## Exercice court
Reprenez le compte rendu du concert de l'OSM ci-dessous en le poursuivant à partir de sa dernière phrase.

Kent Nagano couronnait la 75e saison de l'Orchestre Symphonique de Montréal hier soir avec, comme pièce de résistance de fin de programme, cette intégrale de près d'une heure de Daphnis et Chloé qui fait partie de l'histoire de l'orchestre. Charles Dutoit, l'éminent prédécesseur de Nagano à ce pupitre, en signa en effet, en 1980, un enregistrement qui marqua l'entrée de notre orchestre sur le marché international du disque.

Du même Ravel, Dutoit donna aussi plusieurs fois en concert avec l'OSM l'intégrale, ou tout au moins la deuxième suite. Dutoit avait une façon presque magique de faire sonner et bouger cette musique, une façon qui rappelait les géants Monteux (le créateur), Munch ou Rosenthal. Où placer Nagano dans cet univers? La question ne se pose même pas. Avec Nagano, on entend le vent, la mer, les oiseaux, comme dans un film, et le vaste choeur mixte, au fond de la scène, sonne comme un orchestre à lui seul. Ce n'est pas mauvais, c'est autre chose, avec quelques éléments de la façon Dutoit: la flûte de Hutchins, le cor-anglais de Plante.

## Lignes de données
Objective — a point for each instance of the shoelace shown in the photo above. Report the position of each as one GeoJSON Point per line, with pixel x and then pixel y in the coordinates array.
--
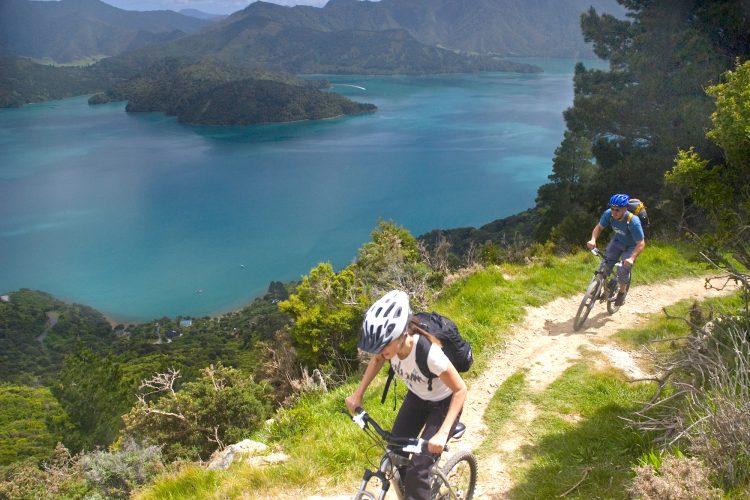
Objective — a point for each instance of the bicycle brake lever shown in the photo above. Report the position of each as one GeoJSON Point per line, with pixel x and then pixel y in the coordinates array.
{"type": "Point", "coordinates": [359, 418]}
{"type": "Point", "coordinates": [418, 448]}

## Réponse
En début de programme, le baryton belge José van Dam chante les deux Don Quichotte: celui de Jacques Ibert et celui de Ravel. Les deux recueils furent destinés au cinéma, mais c'est celui d'Ibert qui fut choisi. Chaliapine, qui jouait le personnage à l'écran, a gravé le groupe de quatre mélodies en 1933. Bien que Chaliapine fût basse, Ibert exploite peu le grave de la voix. M. van Dam, qui est baryton, s'y trouve donc à l'aise.

Il a chanté avec sa correction habituelle, une diction impeccable et une voix de 68 ans encore solide. Il a montré la même souplesse dans le Ravel, assorti d'un accompagnement tour à tour tendre et coloré. Déception plus tard cependant: le chanteur n'avait retenu que trois des six Nuits d'été de Berlioz. On sait maintenant que le compositeur les destina à des voix différentes. Une seule mélodie est effectivement pour baryton. M. van Dam l'ignora et en choisit trois autres, qui sont pour mezzo-soprano ou ténor. Du reste, il ne les interpréta pas: devant son lutrin, il en fit une sorte de première lecture - deuxième, peut-être, puisqu'il les avait chantées mardi soir.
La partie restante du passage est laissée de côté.